The problem - Could you continue the Form I-539 explainer below, picking up after its final line? The items that follow it are not part of it.

[Source extract — start]

What is Form I-539?
Form I-539 is an application form used by individuals physically present in the U.S. to request a change of their nonimmigrant status or an extension of their stay.
Nonimmigrant status is the legal classification given to foreign nationals who are visiting the U.S. for a temporary purpose, such as tourists, students, exchange visitors, and workers on various types of visas.
Here are some common situations where Form I-539 might be used:
- Change of Status: Individuals on one type of nonimmigrant visa (e.g., B-1/B-2 tourist visa) may use Form I-539 to apply for a change of status to another nonimmigrant category (e.g., F-1 student visa, H-1B work visa, L-1 visa).
- Extension of Stay: Foreign nationals who are already in the United States on a nonimmigrant visa and wish to extend their stay beyond the date originally authorized can use Form I-539 to request an extension.
- Dependents: Dependents of certain nonimmigrant visa holders, such as the spouse and children of an F-1 student or an H-1B worker, can use Form I-539 to request dependent status and an extension of stay.
- Reinstatement: F-1 or M-1 students who have violated their nonimmigrant status may use Form I-539 to request reinstatement.
- “Bridge a gap” – if you are approved for another nonimmigrant status in the future, you must file Form I-539 to “bridge” any gap that might arise.
Who can file Form I-539?
Form I-539 can be filed by individuals in the U.S. who meet specific eligibility criteria and have a legitimate need to request a change of nonimmigrant status, an extension of stay, or other related actions.
Here are the categories of individuals who can file Form I-539:
- B-1/B-2 visitors
- F-1 students
- H-4 dependents
- J-1 exchange visitors
- L-2 dependents
- M-1 vocational students
- O-3 dependents
- P-4 dependents
- TD dependents
- Dependents of E nonimmigrant
- R-2 dependents
- T nonimmigrants
- T derivative nonimmigrants
- U nonimmigrants
- U derivative nonimmigrants
- V nonimmigrants
- A, Ambassador, Public Minister, or Career Diplomatic or Consular Officer and their immediate family members
- A-3, attendant or servant of an A nonimmigrant and the A-3’s immediate family members
- CW-2 dependents
- G, Designated Principal Resident Representative of a Foreign Government and their immediate family members
- G-4, Attendant or Servant of a G nonimmigrant and the G-5’s immediate family members
- I, Representatives of Foreign Media and Dependents
Immediate family members include spouses and unmarried children under 21.
Who cannot file Form I-539?

[Source extract — finish]
[Record set — start]

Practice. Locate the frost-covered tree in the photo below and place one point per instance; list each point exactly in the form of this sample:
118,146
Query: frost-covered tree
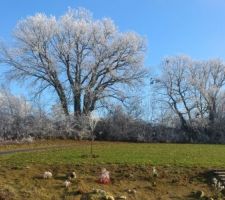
83,60
208,77
174,87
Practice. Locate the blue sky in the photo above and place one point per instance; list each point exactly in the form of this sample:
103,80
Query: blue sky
192,27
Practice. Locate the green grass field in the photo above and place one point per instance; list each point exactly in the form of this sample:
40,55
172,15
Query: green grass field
187,155
183,169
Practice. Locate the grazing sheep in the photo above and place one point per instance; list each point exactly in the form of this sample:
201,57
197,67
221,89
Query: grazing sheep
47,175
67,183
104,177
72,175
154,172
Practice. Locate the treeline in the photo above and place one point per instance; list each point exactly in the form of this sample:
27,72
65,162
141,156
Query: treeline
85,65
19,120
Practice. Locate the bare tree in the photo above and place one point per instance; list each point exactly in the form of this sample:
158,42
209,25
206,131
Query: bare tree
81,59
174,88
208,78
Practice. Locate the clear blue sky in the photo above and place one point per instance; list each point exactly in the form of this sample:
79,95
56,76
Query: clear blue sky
193,27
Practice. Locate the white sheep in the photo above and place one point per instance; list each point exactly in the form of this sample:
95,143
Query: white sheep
67,183
47,175
154,172
72,175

[Record set — finish]

Response for this exercise -
The following individuals cannot file Form I-539:
- Visa Waiver Program (VWP) Travelers: Individuals who entered the U.S. under the Visa Waiver Program (VWP or ESTA) generally cannot apply for an extension or change of status using Form I-539. Exception: if you are an immediate relative of a US citizen (spouse, unmarried child under 21 or a parent) and want to apply for a green card in the U.S., you might be eligible to file Form I-485 instead.
- Immigrant applicants: Form I-539 is designed for nonimmigrants only. If you intend to apply for permanent residency using Form I-485 or already have a pending Adjustment of Status application, you don’t need to file Form I-539.
- Alien in transit (C visa)
- Transit without a visa (TWOV)
- Crewman (D visa)
- K-1 fiancé(e) visa. K-1 visa holders must apply for Adjustment of Status. See our Adjustment of Status for Fiancé(e)s guide.
- K-2 visa (dependent of a fiancé(e)). K-2 visa holders must apply for Adjustment of Status. See our Adjustment of Status for Fiancé(e)s guide.
- K-3 visa (spouse of a US citizen). K-3 visa holders must concurrently file Forms I-130 and I-485. See our Married to a U.S. Citizen and Living in the U.S. guide.
- K-4 visa (dependent of K-3 visa). K-4 visa holders must concurrently file Forms I-130 and I-485. See our Married to a U.S. Citizen and Living in the U.S. guide.
- Violators of Visa Terms: If you have violated the terms of your nonimmigrant status or overstayed your authorized period, you may not be eligible to use Form I-539 to change or extend your status. You may need to consult with an immigration attorney to discuss your options.
How to include family members using Form I-539A?
Form I-539A, Supplemental Information for Application to Extend/Change Nonimmigrant Status, is a supplementary form used in conjunction with Form I-539, Application to Extend/Change Nonimmigrant Status.
Form I-539A is designed to collect biographic information about the co-applicant (typically a dependent family member), who is included in the primary applicant’s Form I-539 submission.
You can include your spouse and unmarried children under 21 in your Form I-539 application only in the following situations:
- You and your family members are all in the same status now (for example, everyone is in B-1/B-2 status), or
- Your family members are all in derivative status (for example, you are in F-1 status and your spouse and children are in F-2 status)
Form I-539A must be completed for each family member separately.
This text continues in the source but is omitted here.